*** Block opens ***

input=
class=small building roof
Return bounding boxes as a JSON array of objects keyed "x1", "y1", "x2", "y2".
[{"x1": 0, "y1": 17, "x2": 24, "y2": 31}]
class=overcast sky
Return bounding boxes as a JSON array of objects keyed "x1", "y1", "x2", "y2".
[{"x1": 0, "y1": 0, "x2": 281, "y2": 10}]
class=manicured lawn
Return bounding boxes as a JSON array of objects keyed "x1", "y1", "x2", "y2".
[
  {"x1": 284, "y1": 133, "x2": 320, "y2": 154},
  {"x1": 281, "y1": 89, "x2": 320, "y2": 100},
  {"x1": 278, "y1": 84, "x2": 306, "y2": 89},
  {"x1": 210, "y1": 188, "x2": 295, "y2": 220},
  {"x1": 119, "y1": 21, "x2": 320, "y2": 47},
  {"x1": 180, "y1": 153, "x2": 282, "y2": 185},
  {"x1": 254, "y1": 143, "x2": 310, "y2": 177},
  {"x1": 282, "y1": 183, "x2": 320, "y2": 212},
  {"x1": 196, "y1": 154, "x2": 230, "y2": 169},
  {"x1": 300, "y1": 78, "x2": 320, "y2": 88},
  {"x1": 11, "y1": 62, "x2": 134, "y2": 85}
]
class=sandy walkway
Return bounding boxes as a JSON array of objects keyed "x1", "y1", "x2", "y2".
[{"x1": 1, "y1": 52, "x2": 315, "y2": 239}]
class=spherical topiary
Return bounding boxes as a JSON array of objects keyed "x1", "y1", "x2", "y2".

*** Block closes ***

> [Assignment]: Which lines of the data include the word "class"? Copy each one.

> [Solution below]:
class=small building roof
class=overcast sky
class=manicured lawn
class=sandy walkway
class=spherical topiary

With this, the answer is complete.